**SUPPLIED TEXT**
☆ ☆ ☆ ☆ ☆
Mini-Review: Sing for Me, Forsaken and Flesh Failure


Time for some mini-reviews! What are mini-reviews, you ask? As the title suggests, these are short reviews, consisting of one paragraph tops, about a book. It’s a way to catch up on the books I’ve read a while ago, but never got around to reviewing.

Sing For Me

Tite: Sing For Me

Author: Gracie Madison

Genre: New Adult, Fantasy, Romance

Rating: 3 stars

Purchase: Amazon

Madeline Noel fled war-torn Heaven to hide within the mortal world, but the blessing that could protect her from evil is the holy realm’s forbidden power.

As a talented soprano for the Eden Theatre Company, Madeline hides among prima donnas and tone-deaf flutists. Her perfect voice may entertain audiences, but a careless laugh may shatter glass, and her greatest scream can kill. To control her unrestrained voice, the angels forbid Madeline from embracing the emotions that strengthen her song. Anger. Fear.


The demon-hunter Damascus vows to defend Madeline from Hell’s relentless evil, but he cannot protect her from her own feelings. Though they deny their dangerous attraction, her guardian becomes her greatest temptation.

Surrendering to desire may awaken the gift suppressed within Madeline’s soul, and neither Heaven nor Hell will allow such absolute power to exist.

Review: While the idea of Choirs, angels with the gift of music, is an excellent and original plot idea, the book simply was too confusing at times. It didn’t explain things enough. On top of that, Madeline’s personality makes it almost impossible to connect with her. The love between Madeline and Damascus is forbidden, yet she keeps leading him on. Damascus reads like an angel version of Twilight’s Edward. So while the plot had original elements, this didn’t completely do it for me.
☆ ☆ ☆ ☆ ☆
**INPUT DATA**
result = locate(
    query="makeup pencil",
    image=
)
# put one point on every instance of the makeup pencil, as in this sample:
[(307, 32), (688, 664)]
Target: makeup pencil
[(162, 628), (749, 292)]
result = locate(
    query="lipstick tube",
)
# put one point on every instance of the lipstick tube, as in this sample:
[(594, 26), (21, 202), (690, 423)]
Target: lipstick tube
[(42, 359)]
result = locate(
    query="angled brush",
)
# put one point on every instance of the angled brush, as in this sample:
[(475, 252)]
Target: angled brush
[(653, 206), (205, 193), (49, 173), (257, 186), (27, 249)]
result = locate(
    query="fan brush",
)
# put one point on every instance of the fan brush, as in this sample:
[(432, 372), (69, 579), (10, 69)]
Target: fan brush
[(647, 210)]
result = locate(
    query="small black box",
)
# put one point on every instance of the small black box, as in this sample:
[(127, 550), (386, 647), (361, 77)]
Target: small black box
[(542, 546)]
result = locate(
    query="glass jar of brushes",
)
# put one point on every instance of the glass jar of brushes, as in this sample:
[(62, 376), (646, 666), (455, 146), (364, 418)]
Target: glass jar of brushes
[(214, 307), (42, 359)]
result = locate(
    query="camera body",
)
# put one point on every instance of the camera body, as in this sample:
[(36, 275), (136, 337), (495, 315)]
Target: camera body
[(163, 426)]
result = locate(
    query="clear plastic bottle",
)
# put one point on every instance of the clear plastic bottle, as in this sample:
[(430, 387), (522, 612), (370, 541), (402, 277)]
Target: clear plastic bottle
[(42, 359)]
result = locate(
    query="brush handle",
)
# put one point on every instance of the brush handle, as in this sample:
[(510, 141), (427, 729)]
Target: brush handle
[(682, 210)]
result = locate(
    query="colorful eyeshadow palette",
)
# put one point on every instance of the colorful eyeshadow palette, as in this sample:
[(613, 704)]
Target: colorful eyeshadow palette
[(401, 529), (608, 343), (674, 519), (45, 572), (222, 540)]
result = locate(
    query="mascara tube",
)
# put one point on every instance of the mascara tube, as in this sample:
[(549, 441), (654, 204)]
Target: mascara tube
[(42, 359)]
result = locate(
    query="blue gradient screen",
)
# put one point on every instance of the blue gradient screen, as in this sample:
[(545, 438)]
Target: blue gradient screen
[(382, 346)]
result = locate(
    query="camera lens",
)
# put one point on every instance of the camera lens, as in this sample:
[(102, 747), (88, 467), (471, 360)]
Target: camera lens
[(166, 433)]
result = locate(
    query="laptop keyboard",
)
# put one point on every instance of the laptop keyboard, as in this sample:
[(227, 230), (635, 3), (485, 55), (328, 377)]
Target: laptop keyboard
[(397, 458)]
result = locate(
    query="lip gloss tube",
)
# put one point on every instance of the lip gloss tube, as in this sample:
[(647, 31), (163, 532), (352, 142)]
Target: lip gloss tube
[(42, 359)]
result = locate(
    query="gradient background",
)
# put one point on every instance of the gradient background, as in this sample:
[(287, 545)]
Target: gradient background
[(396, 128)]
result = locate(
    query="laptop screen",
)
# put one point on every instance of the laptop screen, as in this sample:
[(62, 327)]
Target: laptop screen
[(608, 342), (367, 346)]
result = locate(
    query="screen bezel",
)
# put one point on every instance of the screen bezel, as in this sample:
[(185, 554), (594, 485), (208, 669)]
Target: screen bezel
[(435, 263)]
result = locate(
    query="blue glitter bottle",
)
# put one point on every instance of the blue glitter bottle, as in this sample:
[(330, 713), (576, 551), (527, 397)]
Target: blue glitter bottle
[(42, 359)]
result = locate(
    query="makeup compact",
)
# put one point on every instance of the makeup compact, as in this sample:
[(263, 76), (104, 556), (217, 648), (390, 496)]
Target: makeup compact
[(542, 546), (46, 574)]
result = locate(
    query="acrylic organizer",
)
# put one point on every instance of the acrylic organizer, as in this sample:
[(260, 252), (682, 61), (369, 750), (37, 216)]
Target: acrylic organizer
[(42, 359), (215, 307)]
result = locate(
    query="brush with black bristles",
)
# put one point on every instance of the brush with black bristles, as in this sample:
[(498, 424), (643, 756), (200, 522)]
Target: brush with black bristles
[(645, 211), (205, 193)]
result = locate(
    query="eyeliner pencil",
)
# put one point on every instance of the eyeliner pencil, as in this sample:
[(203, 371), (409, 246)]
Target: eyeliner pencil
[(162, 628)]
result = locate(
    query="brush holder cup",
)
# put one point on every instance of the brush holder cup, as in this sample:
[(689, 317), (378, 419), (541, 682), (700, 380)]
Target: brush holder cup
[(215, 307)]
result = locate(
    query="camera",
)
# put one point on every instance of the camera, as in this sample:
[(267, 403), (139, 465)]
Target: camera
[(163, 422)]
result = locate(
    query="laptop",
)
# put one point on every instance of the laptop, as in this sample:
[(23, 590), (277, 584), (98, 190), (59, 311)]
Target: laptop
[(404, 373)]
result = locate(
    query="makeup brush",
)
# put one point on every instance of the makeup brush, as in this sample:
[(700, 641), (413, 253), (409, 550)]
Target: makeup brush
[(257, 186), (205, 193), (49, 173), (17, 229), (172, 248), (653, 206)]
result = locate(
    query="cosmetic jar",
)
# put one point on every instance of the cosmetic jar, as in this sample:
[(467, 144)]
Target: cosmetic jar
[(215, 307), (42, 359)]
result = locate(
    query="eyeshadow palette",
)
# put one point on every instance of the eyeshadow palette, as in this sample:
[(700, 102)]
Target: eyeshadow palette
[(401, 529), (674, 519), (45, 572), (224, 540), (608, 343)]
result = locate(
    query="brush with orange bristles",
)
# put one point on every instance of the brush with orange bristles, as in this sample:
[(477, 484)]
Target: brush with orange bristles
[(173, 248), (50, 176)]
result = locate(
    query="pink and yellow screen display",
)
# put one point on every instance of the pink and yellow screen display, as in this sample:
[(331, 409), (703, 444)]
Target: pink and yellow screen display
☆ ☆ ☆ ☆ ☆
**WHAT THE TASK REQUIRES**
Please write out the stretch of the mini-review from "The demon-hunter Damascus" through "her greatest temptation.", copying it word for word.

**RESULT FOR THIS TASK**
The demon-hunter Damascus vows to defend Madeline from Hell’s relentless evil, but he cannot protect her from her own feelings. Though they deny their dangerous attraction, her guardian becomes her greatest temptation.